▶ Reading passage

━━━━━━━━━━━━━━━━

How do I get a clerkship in Palau?
If you're just looking for the mechanics, it's simple. Send a resume and cover
letter to the Palau Supreme Court, P.O. Box 248, Koror, Palau 96940. Regular U.S.
mail works just fine. If you're the kind of person who has to add that personal
touch, you can address it to Gene Murret, Court Administrator or to Chief Justice Arthur
Ngiraklsong. A brief writing sample wouldn't hurt, but a list of references probably
isn't worth the trouble.
As a general rule, hiring is done in the late winter/early spring for the coming fall.
A resume in February or early March is probably about the right time. The
Court will send representatives to conduct interviews in the U.S. sometime in the spring,
usually in three or four major cities. You'll be expected to get to one of those
cities for an interview on your own dime.
Clerkships will run from approximately October 1- September 30, but there may be
flexibility of a week or two on either end in appropriate circumstances.
What are my chances of getting hired?
It depends. The Court's hiring record indicates that it is definitely looking for
some post-law school experience, and a prior clerkship, especially a federal appellate
clerkship, is a big leg up. I don't have any connection to the Court anymore and
there's no formal hiring policy, but based on what I've seen and heard, I'd guess that a
federal clerkship is preferable to a state clerkship, an appellate clerkship is preferable
to a trial court clerkship, and any clerkship is preferable to the equivalent amount of
private practice experience. I don't have any hard numbers on total
applications or total interviews conducted, but I'd guess that they get several hundred
applications each year and probably conduct 15-20 interviews for three spots.
Your resume will show whether you've got the legal ability; the interview is for
determining who has the right disposition. Life in Palau is best-suited for people
who are easygoing, flexible, personable, and agreeable. Aggressive types,
introverts, and people who get flustered dealing with the unusual, intransigent, or absurd
tend to have problems fitting in. The Court's absolute worst nightmare is to
hire somebody who, after a month or two on-island, decides he can't handle it and quits.
(It's happened more than once.) Showing that you have reasonable expectations
for your time there goes a long way.
What's the pay and benefits?
Last I knew, the salary was $35,000 for the year, paid bi-weekly in U.S. dollars.
That's not a lot of money, but it qualifies as foreign-earned income and, for most
people, will be exempt from U.S. income taxes. Payroll taxes under Palauan law are
deducted, but, if I recall correctly, they amount to only about 5% of gross pay.
The Court secures furnished housing for clerks, usually in apartment buildings, and
payments are made directly by the Court to the landlord. Assuming an average
rent of $600 for a similar apartment in U.S., the net value of salary and housing,
adjusted for taxes, is roughly the equivalent of a $50,000 salary in the U.S.

━━━━━━━━━━━━━━━━

▶ Record extracts

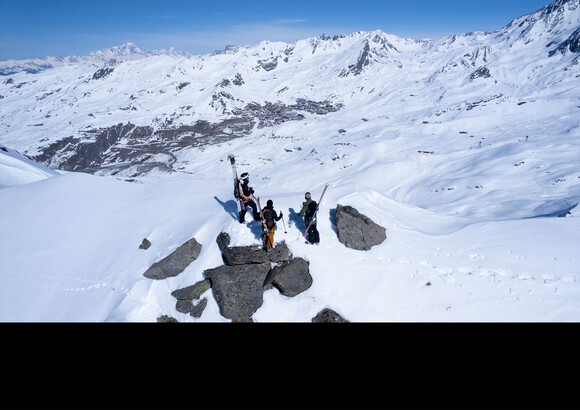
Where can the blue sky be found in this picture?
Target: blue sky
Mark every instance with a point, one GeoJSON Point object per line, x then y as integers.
{"type": "Point", "coordinates": [40, 28]}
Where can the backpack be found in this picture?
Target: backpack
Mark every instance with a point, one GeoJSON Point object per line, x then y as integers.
{"type": "Point", "coordinates": [311, 210]}
{"type": "Point", "coordinates": [237, 189]}
{"type": "Point", "coordinates": [268, 217]}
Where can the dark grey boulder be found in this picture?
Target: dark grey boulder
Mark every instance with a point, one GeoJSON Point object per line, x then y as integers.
{"type": "Point", "coordinates": [357, 231]}
{"type": "Point", "coordinates": [291, 277]}
{"type": "Point", "coordinates": [328, 316]}
{"type": "Point", "coordinates": [199, 308]}
{"type": "Point", "coordinates": [238, 289]}
{"type": "Point", "coordinates": [176, 262]}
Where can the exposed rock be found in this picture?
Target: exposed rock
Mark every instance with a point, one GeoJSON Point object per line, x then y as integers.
{"type": "Point", "coordinates": [481, 72]}
{"type": "Point", "coordinates": [176, 262]}
{"type": "Point", "coordinates": [145, 244]}
{"type": "Point", "coordinates": [187, 306]}
{"type": "Point", "coordinates": [199, 308]}
{"type": "Point", "coordinates": [290, 278]}
{"type": "Point", "coordinates": [328, 316]}
{"type": "Point", "coordinates": [102, 73]}
{"type": "Point", "coordinates": [357, 231]}
{"type": "Point", "coordinates": [166, 319]}
{"type": "Point", "coordinates": [238, 289]}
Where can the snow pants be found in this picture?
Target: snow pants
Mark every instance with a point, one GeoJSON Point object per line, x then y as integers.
{"type": "Point", "coordinates": [269, 238]}
{"type": "Point", "coordinates": [255, 212]}
{"type": "Point", "coordinates": [313, 235]}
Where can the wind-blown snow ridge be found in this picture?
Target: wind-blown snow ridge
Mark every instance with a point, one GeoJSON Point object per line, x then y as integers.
{"type": "Point", "coordinates": [464, 148]}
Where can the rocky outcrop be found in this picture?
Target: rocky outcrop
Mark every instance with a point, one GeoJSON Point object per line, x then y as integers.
{"type": "Point", "coordinates": [328, 315]}
{"type": "Point", "coordinates": [238, 286]}
{"type": "Point", "coordinates": [238, 289]}
{"type": "Point", "coordinates": [357, 231]}
{"type": "Point", "coordinates": [176, 262]}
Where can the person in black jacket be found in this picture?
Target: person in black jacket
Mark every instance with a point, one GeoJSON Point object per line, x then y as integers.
{"type": "Point", "coordinates": [247, 192]}
{"type": "Point", "coordinates": [270, 216]}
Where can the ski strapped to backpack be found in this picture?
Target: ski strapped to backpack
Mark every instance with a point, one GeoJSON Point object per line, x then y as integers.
{"type": "Point", "coordinates": [236, 183]}
{"type": "Point", "coordinates": [315, 212]}
{"type": "Point", "coordinates": [264, 226]}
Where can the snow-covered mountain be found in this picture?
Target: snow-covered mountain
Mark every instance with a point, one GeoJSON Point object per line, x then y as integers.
{"type": "Point", "coordinates": [464, 148]}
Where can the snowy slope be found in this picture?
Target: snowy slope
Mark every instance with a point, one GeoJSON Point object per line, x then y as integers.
{"type": "Point", "coordinates": [17, 169]}
{"type": "Point", "coordinates": [464, 148]}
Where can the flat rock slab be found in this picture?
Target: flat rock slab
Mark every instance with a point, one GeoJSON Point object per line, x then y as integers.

━━━━━━━━━━━━━━━━

▶ Your task
Answer these from the Palau clerkship text:
(a) To what address should a resume and cover letter be sent?
(b) Approximately what dates does a clerkship run?
(c) What salary does the text give for the year, and how is it paid?

▶ Task result
(a) Palau Supreme Court, P.O. Box 248, Koror, Palau 96940.
(b) From approximately October 1 to September 30.
(c) $35,000, paid bi-weekly in U.S. dollars.